Please locate each line in the records below that contains the word "seat" and copy those lines.

◆ **Shape boundary entries**
::::::::::

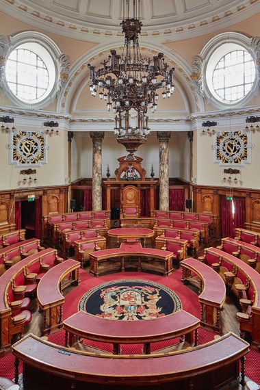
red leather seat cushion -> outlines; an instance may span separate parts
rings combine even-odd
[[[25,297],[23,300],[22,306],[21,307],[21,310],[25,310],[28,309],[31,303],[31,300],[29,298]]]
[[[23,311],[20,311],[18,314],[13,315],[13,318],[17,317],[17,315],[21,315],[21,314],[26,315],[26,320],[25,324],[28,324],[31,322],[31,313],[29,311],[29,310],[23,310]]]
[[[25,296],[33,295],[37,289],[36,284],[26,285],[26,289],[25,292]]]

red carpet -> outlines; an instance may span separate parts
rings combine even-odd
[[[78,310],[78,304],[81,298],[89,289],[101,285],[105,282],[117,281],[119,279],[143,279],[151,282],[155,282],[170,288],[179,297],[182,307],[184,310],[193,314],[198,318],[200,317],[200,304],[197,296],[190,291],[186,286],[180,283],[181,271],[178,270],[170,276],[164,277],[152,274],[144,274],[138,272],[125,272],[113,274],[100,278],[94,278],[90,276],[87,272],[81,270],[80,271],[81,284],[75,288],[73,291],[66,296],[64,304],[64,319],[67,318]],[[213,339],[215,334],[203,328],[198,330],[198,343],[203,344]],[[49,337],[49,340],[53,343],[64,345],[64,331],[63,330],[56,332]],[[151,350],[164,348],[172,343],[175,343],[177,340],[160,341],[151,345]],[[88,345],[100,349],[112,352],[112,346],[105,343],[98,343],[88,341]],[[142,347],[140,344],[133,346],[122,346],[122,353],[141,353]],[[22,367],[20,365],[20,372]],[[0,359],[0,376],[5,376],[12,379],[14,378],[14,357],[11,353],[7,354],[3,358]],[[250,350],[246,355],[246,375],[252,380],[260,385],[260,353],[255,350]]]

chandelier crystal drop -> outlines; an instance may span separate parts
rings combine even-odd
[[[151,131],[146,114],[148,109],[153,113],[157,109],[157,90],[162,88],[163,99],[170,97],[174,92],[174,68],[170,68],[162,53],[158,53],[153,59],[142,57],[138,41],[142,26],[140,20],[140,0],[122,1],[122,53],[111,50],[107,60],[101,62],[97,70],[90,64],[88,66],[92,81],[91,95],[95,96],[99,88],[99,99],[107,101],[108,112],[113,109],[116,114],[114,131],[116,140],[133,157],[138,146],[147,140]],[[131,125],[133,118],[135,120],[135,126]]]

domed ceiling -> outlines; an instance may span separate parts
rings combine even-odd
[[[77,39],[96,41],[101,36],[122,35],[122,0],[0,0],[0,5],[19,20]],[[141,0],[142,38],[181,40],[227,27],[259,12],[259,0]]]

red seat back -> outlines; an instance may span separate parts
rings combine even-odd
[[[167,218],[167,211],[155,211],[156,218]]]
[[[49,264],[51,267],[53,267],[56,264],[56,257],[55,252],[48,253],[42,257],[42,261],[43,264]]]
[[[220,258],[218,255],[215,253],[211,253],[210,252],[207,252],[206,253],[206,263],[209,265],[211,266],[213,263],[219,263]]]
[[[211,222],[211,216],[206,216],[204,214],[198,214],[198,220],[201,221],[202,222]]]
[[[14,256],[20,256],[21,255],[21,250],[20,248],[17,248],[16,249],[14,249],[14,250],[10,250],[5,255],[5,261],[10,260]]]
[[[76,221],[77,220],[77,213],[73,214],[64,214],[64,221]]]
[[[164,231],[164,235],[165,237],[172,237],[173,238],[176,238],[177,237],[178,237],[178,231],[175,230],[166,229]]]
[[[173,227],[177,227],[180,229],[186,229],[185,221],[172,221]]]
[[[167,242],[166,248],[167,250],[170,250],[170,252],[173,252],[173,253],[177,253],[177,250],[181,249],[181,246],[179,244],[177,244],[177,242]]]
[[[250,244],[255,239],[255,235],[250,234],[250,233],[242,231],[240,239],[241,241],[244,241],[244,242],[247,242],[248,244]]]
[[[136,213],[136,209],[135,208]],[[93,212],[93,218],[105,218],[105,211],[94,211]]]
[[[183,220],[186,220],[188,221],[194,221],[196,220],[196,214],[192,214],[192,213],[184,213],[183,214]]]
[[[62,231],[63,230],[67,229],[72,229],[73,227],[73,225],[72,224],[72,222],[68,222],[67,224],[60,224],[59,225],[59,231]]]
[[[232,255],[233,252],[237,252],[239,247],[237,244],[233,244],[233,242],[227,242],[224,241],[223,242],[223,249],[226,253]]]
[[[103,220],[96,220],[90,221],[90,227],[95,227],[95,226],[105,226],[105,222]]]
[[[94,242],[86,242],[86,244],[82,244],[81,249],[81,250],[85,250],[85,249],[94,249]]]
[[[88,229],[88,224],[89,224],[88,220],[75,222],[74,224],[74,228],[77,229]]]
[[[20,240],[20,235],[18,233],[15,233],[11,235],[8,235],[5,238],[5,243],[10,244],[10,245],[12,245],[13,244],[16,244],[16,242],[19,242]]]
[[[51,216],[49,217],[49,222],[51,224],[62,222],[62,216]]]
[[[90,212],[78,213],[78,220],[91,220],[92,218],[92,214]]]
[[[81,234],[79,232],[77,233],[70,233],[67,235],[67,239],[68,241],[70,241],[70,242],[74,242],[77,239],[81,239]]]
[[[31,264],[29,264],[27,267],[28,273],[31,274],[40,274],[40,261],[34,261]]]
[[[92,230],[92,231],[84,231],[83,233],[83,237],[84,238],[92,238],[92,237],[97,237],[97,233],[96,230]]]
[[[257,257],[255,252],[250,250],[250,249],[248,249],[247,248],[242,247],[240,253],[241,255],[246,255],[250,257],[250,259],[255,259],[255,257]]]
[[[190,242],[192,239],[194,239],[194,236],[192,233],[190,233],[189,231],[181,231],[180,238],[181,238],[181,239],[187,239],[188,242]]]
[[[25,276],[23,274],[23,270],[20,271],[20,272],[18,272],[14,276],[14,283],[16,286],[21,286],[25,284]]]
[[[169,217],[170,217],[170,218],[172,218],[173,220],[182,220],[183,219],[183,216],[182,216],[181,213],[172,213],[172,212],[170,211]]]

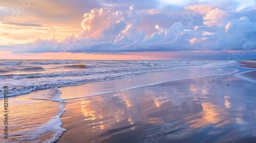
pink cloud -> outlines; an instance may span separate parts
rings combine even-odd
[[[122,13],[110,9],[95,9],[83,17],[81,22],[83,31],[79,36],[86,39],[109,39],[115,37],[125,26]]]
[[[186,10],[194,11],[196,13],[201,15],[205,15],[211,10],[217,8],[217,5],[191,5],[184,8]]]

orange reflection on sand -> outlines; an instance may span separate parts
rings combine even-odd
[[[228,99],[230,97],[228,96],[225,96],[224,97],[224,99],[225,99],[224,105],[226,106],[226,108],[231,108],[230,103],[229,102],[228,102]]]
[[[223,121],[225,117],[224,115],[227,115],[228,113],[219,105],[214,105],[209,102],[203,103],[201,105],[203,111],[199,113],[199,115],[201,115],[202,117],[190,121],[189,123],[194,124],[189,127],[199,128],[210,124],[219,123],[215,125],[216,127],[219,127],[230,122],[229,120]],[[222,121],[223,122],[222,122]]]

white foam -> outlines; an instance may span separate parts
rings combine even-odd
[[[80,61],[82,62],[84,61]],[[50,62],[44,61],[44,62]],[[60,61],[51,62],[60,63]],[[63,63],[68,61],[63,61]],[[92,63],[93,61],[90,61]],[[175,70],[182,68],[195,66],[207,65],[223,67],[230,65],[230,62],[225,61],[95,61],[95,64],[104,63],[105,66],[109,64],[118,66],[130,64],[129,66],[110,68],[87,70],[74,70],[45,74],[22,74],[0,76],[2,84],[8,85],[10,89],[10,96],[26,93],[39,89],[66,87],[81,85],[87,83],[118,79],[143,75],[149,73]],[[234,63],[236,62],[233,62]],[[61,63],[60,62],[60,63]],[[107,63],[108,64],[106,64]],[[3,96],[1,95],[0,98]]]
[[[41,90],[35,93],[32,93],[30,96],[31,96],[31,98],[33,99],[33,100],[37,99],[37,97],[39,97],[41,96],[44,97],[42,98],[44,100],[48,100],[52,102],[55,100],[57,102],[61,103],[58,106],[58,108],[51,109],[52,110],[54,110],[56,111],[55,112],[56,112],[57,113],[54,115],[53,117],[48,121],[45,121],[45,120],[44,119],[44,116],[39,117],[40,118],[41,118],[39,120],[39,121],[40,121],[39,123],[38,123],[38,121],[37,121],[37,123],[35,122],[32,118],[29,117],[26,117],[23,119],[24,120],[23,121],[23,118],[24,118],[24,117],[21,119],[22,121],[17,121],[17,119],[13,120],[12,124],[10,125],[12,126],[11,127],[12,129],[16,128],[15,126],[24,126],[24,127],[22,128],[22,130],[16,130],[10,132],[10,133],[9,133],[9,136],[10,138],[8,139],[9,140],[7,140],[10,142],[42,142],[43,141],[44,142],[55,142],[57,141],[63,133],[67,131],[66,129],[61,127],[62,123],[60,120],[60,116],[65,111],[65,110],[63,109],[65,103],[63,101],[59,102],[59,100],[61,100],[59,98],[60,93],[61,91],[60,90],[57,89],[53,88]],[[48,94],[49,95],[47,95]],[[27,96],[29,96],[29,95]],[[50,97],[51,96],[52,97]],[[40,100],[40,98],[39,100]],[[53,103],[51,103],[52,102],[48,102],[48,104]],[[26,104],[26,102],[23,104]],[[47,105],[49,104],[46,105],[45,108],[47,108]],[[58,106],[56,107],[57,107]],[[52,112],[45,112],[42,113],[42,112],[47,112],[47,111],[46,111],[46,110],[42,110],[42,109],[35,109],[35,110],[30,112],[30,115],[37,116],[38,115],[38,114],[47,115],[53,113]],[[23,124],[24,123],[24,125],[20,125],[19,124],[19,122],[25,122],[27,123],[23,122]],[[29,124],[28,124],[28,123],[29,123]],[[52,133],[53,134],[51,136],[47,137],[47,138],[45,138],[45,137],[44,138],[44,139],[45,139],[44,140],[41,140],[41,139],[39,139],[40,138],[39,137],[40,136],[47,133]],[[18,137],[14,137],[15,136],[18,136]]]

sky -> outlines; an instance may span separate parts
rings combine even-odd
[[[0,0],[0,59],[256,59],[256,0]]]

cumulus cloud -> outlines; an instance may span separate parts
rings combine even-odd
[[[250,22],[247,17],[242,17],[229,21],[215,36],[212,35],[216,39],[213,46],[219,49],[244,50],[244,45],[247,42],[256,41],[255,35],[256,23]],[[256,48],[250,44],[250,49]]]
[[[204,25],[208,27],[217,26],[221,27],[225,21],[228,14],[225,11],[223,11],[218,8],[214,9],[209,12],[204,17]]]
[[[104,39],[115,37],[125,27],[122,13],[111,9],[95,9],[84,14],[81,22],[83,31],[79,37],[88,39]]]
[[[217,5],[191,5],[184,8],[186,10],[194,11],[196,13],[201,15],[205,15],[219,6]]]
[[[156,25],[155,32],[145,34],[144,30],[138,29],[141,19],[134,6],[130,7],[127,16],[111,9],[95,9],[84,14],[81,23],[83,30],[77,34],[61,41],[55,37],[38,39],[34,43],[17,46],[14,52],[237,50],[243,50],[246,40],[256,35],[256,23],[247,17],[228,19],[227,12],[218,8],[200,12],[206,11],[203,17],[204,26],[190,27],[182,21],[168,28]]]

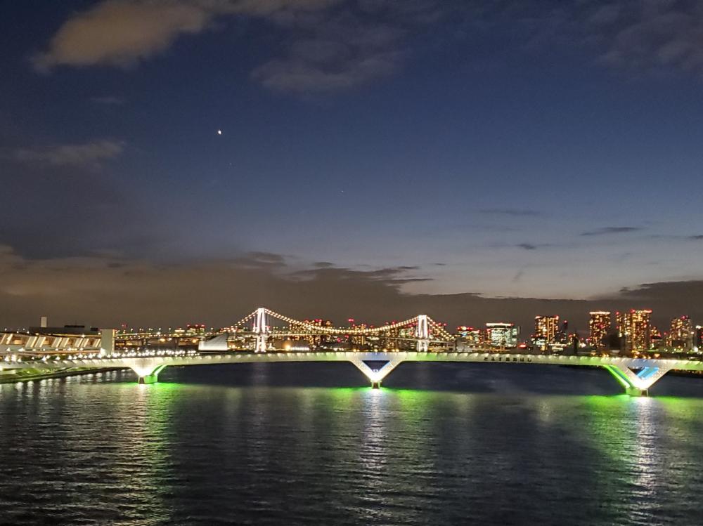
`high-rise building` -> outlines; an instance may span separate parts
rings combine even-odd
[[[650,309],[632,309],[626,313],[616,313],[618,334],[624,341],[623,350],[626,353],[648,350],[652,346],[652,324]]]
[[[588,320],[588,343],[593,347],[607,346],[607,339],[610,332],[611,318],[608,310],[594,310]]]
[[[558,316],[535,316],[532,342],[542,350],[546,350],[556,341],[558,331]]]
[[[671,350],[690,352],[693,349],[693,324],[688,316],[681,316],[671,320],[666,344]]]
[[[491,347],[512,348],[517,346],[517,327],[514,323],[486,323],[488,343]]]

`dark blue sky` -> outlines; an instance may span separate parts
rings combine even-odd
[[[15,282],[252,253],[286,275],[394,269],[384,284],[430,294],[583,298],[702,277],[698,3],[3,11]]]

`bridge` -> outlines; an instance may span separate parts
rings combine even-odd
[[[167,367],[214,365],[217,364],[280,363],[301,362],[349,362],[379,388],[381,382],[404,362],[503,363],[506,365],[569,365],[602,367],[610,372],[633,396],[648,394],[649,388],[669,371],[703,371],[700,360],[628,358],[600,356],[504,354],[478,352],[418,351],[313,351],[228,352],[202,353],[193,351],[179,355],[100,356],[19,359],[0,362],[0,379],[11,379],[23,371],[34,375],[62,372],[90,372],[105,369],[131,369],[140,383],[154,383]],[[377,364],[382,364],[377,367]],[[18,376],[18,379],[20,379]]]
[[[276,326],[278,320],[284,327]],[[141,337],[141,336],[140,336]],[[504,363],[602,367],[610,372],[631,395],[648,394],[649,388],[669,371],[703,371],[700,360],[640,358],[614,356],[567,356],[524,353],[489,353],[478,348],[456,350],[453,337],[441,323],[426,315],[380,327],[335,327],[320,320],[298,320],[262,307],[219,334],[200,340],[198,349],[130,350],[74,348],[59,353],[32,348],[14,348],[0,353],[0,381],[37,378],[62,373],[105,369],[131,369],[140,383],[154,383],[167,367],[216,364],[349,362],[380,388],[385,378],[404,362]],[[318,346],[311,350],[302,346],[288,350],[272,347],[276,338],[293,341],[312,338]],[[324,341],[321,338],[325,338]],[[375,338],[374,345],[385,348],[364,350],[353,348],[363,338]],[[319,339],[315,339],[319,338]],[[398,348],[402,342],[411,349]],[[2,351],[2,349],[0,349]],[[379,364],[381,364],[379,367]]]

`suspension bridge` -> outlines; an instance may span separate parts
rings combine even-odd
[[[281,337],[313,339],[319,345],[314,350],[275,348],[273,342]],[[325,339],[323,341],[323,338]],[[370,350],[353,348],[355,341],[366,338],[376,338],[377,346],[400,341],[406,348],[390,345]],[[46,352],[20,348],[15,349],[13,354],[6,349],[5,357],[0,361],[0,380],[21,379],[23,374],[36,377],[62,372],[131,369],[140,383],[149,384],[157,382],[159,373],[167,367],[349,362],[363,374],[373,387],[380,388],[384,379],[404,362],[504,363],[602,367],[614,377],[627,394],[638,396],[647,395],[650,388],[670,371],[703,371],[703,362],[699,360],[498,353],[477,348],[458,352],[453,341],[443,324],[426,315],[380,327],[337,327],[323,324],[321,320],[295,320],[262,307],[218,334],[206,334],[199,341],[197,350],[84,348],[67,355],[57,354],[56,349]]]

::::::::::

◆ **RESULT OF THIS TASK**
red leather seat cushion -> outlines; an instance may span separate parts
red seat back -> outlines; an instance may span separate parts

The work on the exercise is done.